Data in this exercise:
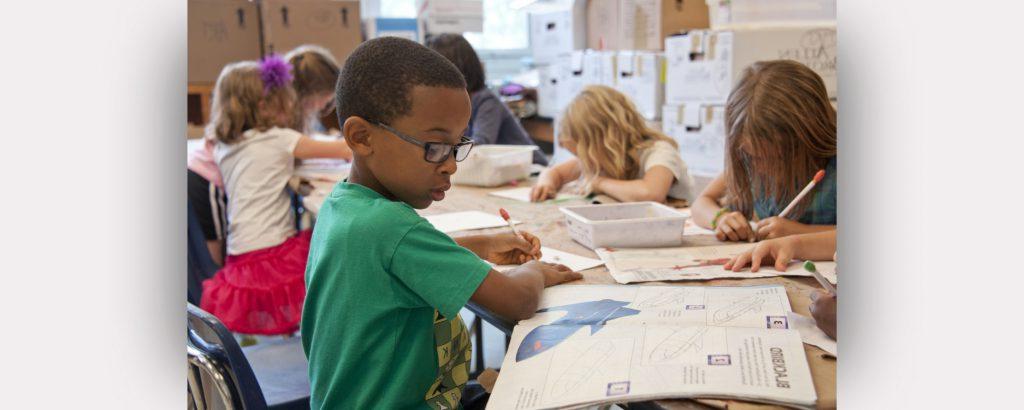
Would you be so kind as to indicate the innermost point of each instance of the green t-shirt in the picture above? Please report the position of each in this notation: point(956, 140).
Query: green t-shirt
point(380, 322)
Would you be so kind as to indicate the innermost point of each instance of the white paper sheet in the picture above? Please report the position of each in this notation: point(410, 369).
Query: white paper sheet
point(324, 169)
point(705, 262)
point(466, 220)
point(522, 195)
point(810, 332)
point(591, 344)
point(550, 255)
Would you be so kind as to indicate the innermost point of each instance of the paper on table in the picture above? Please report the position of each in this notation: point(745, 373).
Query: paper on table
point(324, 169)
point(593, 344)
point(466, 220)
point(572, 260)
point(810, 332)
point(522, 195)
point(628, 265)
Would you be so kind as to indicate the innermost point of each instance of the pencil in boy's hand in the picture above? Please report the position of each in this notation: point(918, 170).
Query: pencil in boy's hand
point(809, 267)
point(505, 215)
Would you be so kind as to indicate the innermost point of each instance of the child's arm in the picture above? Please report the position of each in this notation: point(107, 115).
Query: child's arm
point(553, 178)
point(515, 294)
point(654, 187)
point(309, 148)
point(819, 246)
point(730, 226)
point(503, 248)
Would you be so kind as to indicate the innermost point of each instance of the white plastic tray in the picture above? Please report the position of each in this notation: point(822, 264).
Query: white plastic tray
point(493, 165)
point(635, 224)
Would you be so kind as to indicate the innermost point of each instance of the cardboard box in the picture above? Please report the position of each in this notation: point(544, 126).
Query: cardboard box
point(704, 65)
point(331, 24)
point(220, 32)
point(555, 34)
point(728, 13)
point(699, 130)
point(641, 25)
point(394, 27)
point(439, 16)
point(641, 77)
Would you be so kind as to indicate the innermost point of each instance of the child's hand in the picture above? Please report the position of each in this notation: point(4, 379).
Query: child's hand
point(733, 227)
point(553, 274)
point(776, 228)
point(512, 249)
point(823, 311)
point(778, 250)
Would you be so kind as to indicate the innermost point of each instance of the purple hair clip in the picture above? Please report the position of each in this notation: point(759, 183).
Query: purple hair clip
point(274, 72)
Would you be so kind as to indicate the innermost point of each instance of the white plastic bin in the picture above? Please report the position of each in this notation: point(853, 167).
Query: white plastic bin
point(492, 165)
point(635, 224)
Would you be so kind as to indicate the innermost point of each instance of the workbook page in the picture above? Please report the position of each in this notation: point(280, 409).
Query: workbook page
point(617, 343)
point(704, 262)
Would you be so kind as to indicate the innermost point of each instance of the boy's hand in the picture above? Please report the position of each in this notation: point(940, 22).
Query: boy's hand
point(553, 274)
point(778, 250)
point(823, 311)
point(732, 227)
point(512, 249)
point(776, 228)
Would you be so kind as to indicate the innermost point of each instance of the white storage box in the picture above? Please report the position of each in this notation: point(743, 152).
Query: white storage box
point(702, 66)
point(738, 12)
point(640, 75)
point(493, 165)
point(635, 224)
point(699, 130)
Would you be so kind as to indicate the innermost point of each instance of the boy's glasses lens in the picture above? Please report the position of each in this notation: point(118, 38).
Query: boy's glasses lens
point(437, 152)
point(462, 152)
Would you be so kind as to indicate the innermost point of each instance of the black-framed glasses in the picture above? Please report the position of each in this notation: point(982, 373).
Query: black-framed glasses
point(435, 152)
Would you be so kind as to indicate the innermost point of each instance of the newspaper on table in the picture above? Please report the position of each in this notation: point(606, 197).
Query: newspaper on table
point(702, 262)
point(592, 344)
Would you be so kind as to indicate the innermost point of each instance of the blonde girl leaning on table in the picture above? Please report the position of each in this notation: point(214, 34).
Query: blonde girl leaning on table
point(780, 130)
point(261, 287)
point(315, 72)
point(781, 251)
point(616, 153)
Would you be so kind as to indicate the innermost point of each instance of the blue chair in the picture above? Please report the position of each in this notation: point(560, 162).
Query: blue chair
point(268, 375)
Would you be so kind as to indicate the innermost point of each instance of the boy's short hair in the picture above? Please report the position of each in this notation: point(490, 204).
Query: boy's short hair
point(380, 74)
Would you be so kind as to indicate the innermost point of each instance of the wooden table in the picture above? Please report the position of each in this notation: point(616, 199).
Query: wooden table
point(547, 222)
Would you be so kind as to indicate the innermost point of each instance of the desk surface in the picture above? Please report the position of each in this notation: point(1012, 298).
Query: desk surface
point(547, 222)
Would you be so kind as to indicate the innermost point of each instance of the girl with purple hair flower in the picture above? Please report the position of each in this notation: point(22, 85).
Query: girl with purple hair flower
point(261, 288)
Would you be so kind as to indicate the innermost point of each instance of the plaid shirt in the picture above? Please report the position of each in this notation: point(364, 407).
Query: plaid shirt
point(822, 209)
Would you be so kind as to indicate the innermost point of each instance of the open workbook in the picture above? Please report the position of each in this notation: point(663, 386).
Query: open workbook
point(694, 262)
point(593, 344)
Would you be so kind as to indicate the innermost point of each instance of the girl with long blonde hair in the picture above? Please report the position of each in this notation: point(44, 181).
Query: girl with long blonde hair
point(261, 286)
point(617, 154)
point(780, 130)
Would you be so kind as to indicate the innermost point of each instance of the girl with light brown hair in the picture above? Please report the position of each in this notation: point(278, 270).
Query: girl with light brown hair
point(780, 130)
point(261, 287)
point(315, 73)
point(617, 154)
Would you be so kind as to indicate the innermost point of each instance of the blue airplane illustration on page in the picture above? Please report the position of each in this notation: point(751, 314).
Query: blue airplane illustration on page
point(594, 314)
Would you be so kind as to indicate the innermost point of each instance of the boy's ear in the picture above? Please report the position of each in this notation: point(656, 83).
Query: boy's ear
point(357, 134)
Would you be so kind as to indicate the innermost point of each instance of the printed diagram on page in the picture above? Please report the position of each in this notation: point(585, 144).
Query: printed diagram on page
point(591, 344)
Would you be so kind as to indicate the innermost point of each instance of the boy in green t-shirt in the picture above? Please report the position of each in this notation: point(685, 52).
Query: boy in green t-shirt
point(384, 288)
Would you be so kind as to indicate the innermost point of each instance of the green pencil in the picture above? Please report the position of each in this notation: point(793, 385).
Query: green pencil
point(809, 267)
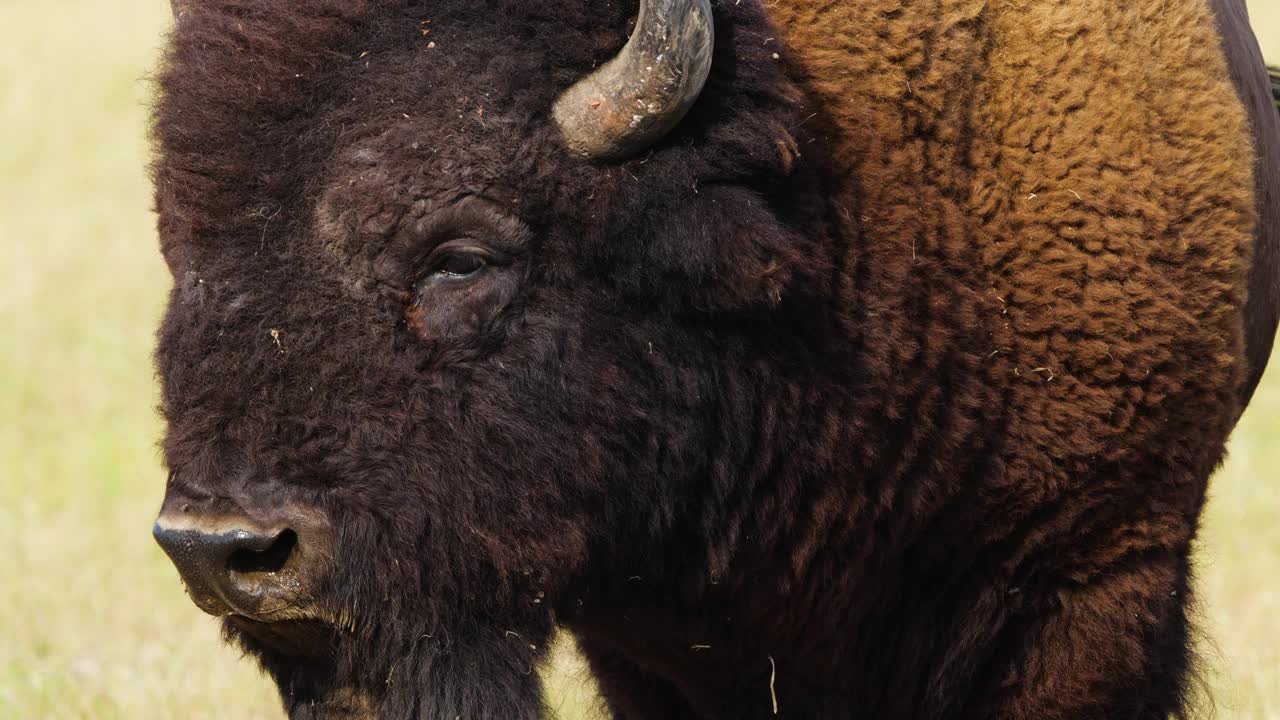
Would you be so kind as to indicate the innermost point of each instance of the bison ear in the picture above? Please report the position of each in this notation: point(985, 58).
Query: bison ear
point(754, 256)
point(722, 249)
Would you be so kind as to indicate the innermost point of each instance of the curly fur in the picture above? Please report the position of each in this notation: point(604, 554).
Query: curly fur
point(887, 386)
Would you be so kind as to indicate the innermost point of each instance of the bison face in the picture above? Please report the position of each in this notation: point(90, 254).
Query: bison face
point(432, 381)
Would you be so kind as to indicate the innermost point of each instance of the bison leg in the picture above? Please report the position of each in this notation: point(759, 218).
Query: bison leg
point(1110, 646)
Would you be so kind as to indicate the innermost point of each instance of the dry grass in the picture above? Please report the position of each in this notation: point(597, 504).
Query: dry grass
point(92, 620)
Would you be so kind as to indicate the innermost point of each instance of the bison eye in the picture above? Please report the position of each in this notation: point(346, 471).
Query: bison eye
point(458, 261)
point(458, 265)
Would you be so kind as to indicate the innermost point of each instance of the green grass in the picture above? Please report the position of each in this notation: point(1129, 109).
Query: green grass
point(92, 619)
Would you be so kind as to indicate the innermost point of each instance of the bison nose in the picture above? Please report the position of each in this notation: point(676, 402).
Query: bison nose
point(237, 568)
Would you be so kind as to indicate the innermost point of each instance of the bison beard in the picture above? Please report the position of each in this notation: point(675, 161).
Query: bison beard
point(886, 384)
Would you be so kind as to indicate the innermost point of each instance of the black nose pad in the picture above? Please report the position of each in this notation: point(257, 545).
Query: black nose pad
point(227, 572)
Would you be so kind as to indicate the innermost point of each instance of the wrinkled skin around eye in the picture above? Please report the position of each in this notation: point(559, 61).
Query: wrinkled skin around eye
point(466, 285)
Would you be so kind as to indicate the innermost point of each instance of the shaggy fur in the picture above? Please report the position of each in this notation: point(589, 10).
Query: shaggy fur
point(887, 386)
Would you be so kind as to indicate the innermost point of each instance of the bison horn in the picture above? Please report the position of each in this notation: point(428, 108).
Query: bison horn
point(640, 95)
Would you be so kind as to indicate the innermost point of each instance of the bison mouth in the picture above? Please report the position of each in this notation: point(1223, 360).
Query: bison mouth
point(305, 639)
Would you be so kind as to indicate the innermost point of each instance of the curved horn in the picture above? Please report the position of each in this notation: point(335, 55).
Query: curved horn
point(640, 95)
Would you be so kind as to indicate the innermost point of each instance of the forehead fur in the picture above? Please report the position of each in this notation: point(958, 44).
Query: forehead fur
point(265, 105)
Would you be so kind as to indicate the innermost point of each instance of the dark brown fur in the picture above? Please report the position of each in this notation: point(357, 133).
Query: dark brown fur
point(887, 386)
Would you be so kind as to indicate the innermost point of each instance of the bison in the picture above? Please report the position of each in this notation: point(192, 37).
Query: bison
point(804, 359)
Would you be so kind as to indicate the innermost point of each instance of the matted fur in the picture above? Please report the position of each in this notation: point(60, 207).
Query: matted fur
point(887, 386)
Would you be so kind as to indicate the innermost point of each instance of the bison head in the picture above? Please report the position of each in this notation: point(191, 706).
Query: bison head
point(458, 341)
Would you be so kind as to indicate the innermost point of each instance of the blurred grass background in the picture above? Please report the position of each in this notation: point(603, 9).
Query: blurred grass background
point(94, 623)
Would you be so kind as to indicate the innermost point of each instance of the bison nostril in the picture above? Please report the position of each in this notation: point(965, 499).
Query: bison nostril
point(272, 559)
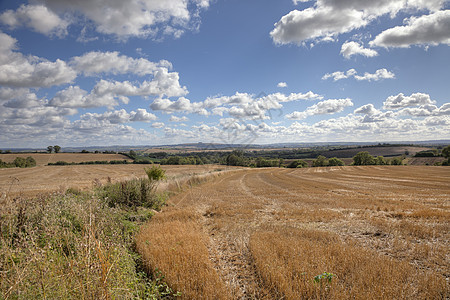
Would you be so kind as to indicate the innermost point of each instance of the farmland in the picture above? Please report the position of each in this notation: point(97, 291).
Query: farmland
point(377, 232)
point(43, 159)
point(45, 179)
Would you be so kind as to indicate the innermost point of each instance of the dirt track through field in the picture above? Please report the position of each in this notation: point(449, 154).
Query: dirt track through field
point(357, 203)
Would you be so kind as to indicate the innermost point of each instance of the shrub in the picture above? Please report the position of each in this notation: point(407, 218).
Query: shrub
point(131, 194)
point(321, 161)
point(298, 164)
point(335, 162)
point(363, 158)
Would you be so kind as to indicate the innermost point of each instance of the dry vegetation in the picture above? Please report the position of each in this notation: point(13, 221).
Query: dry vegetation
point(42, 159)
point(44, 179)
point(382, 232)
point(80, 245)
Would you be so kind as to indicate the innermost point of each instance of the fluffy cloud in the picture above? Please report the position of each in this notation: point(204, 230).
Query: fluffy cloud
point(110, 93)
point(430, 29)
point(37, 17)
point(178, 119)
point(401, 101)
point(158, 125)
point(140, 18)
point(97, 62)
point(330, 106)
point(338, 75)
point(372, 114)
point(17, 70)
point(121, 116)
point(329, 18)
point(349, 49)
point(240, 105)
point(426, 110)
point(378, 75)
point(180, 105)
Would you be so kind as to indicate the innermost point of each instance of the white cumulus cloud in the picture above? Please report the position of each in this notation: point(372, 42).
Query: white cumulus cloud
point(378, 75)
point(17, 70)
point(141, 18)
point(430, 29)
point(326, 19)
point(37, 17)
point(349, 49)
point(401, 101)
point(330, 106)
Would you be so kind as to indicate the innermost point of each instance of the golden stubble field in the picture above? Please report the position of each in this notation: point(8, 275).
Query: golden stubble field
point(380, 232)
point(43, 159)
point(29, 182)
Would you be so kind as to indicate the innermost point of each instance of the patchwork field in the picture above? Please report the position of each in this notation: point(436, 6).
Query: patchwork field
point(29, 182)
point(43, 159)
point(351, 232)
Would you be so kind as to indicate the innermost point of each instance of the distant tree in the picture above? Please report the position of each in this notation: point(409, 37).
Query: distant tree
point(446, 152)
point(298, 164)
point(321, 161)
point(396, 161)
point(363, 158)
point(132, 154)
point(380, 160)
point(234, 160)
point(30, 162)
point(334, 161)
point(20, 162)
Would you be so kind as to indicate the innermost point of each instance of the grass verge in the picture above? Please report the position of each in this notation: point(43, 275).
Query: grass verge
point(174, 244)
point(74, 246)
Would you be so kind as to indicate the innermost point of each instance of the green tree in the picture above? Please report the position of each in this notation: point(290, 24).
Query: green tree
point(57, 148)
point(20, 162)
point(30, 162)
point(298, 164)
point(380, 160)
point(321, 161)
point(334, 161)
point(446, 152)
point(396, 161)
point(363, 158)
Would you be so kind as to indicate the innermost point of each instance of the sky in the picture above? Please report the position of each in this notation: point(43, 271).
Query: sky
point(153, 72)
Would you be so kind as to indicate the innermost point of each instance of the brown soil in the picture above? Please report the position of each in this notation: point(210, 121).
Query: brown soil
point(400, 214)
point(29, 182)
point(43, 159)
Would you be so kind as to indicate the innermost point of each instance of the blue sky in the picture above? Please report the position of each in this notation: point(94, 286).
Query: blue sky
point(163, 72)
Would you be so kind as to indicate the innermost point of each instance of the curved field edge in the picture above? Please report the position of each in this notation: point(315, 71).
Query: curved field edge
point(390, 227)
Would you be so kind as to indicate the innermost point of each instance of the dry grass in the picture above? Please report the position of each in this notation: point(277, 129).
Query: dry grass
point(383, 230)
point(43, 159)
point(289, 259)
point(174, 244)
point(30, 182)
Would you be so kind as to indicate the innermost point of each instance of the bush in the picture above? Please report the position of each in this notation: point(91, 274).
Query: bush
point(335, 162)
point(321, 161)
point(298, 164)
point(131, 194)
point(363, 158)
point(396, 161)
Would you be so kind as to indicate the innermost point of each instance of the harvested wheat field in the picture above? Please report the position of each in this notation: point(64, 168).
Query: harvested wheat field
point(42, 159)
point(366, 232)
point(28, 182)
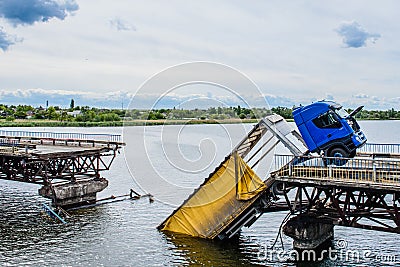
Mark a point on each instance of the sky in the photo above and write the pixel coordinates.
(104, 53)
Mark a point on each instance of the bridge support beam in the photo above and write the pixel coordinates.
(308, 232)
(74, 194)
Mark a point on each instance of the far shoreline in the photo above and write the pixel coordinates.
(51, 123)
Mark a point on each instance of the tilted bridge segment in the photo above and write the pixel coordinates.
(68, 165)
(318, 192)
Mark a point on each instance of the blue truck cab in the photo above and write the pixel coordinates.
(326, 127)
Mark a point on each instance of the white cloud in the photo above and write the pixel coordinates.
(121, 25)
(288, 49)
(354, 35)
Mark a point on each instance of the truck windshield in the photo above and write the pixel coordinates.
(342, 113)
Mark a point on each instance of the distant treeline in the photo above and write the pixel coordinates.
(86, 115)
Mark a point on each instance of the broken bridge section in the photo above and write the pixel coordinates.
(68, 165)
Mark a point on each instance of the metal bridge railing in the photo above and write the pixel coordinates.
(53, 135)
(355, 170)
(380, 148)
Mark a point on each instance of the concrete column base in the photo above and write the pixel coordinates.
(74, 194)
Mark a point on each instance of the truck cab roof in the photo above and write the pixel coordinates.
(305, 113)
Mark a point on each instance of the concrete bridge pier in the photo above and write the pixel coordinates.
(309, 234)
(74, 194)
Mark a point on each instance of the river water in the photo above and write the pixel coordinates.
(168, 162)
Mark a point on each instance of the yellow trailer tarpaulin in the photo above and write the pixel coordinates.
(218, 201)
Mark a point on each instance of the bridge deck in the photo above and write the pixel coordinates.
(380, 174)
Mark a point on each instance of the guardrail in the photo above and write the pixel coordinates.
(357, 170)
(53, 135)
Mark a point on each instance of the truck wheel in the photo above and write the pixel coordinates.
(338, 153)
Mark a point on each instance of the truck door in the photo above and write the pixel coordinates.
(325, 128)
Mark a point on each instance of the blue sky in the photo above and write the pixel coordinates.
(101, 52)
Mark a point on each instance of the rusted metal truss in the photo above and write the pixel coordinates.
(346, 206)
(66, 167)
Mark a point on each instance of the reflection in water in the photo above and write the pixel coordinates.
(202, 252)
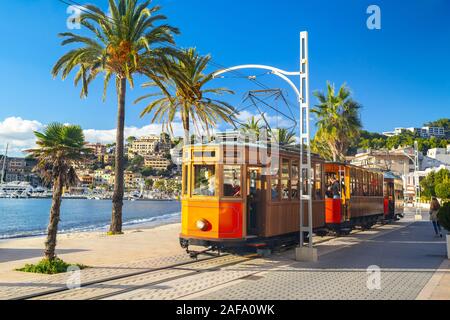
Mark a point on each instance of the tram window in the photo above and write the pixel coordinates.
(285, 179)
(318, 181)
(204, 154)
(274, 188)
(294, 180)
(232, 181)
(204, 180)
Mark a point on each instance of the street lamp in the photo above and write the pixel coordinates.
(415, 160)
(303, 253)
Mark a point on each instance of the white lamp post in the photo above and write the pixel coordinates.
(303, 253)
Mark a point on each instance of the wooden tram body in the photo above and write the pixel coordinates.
(394, 201)
(236, 195)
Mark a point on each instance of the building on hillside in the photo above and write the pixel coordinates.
(440, 154)
(415, 177)
(176, 155)
(148, 146)
(133, 179)
(157, 162)
(98, 149)
(19, 169)
(424, 132)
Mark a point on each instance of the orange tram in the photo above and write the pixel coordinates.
(245, 196)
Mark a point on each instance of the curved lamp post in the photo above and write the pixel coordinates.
(303, 253)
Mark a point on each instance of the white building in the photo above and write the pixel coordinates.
(440, 154)
(424, 132)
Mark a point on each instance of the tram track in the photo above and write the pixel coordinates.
(122, 284)
(106, 288)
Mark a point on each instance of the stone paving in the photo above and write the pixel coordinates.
(46, 283)
(408, 258)
(406, 253)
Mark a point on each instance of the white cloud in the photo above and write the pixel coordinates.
(19, 134)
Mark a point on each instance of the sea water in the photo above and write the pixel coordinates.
(29, 217)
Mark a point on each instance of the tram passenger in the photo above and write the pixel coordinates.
(335, 188)
(434, 208)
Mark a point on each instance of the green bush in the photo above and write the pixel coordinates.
(46, 266)
(443, 190)
(444, 216)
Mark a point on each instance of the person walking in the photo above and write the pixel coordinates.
(434, 208)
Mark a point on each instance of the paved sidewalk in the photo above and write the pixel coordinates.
(408, 257)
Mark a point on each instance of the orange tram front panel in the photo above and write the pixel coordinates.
(223, 220)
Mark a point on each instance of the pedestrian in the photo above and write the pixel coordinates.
(434, 208)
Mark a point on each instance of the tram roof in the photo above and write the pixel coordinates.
(285, 148)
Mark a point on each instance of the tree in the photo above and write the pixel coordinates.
(59, 149)
(183, 89)
(429, 183)
(131, 139)
(338, 120)
(443, 190)
(120, 44)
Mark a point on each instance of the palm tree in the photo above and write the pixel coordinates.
(338, 120)
(284, 137)
(59, 148)
(119, 45)
(183, 89)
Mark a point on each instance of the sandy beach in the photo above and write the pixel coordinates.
(91, 249)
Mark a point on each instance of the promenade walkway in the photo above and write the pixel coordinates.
(411, 261)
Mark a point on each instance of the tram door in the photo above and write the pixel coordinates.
(253, 199)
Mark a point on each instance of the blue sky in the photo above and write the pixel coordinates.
(400, 74)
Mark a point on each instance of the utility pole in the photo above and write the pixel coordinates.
(3, 165)
(416, 180)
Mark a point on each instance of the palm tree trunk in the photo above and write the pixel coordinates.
(52, 230)
(187, 138)
(116, 218)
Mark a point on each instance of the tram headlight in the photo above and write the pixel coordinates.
(202, 225)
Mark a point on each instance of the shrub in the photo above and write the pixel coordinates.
(443, 190)
(46, 266)
(444, 216)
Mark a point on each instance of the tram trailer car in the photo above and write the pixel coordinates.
(234, 197)
(394, 200)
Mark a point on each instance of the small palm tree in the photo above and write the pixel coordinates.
(59, 149)
(183, 89)
(338, 122)
(119, 45)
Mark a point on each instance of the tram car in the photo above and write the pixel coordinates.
(247, 195)
(394, 201)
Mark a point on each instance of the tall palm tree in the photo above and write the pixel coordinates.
(183, 89)
(59, 148)
(338, 120)
(119, 45)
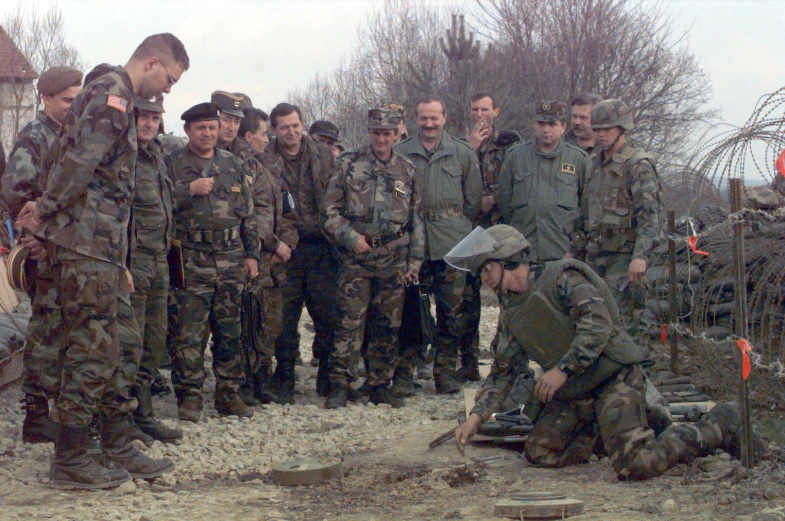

Your goal: All that should be written out is the stretch of lines above between the one holding "Query: white paper sheet" and the one holding "notation: point(745, 373).", inclusive, exactly as given.

Solution to this problem:
Query: white paper sheet
point(324, 169)
point(705, 262)
point(466, 220)
point(522, 195)
point(810, 332)
point(591, 344)
point(550, 255)
Would you be so kind as to indicate the innermost point of each instance of the paper on table in the picture above? Please report the position of each in this notation: point(745, 373).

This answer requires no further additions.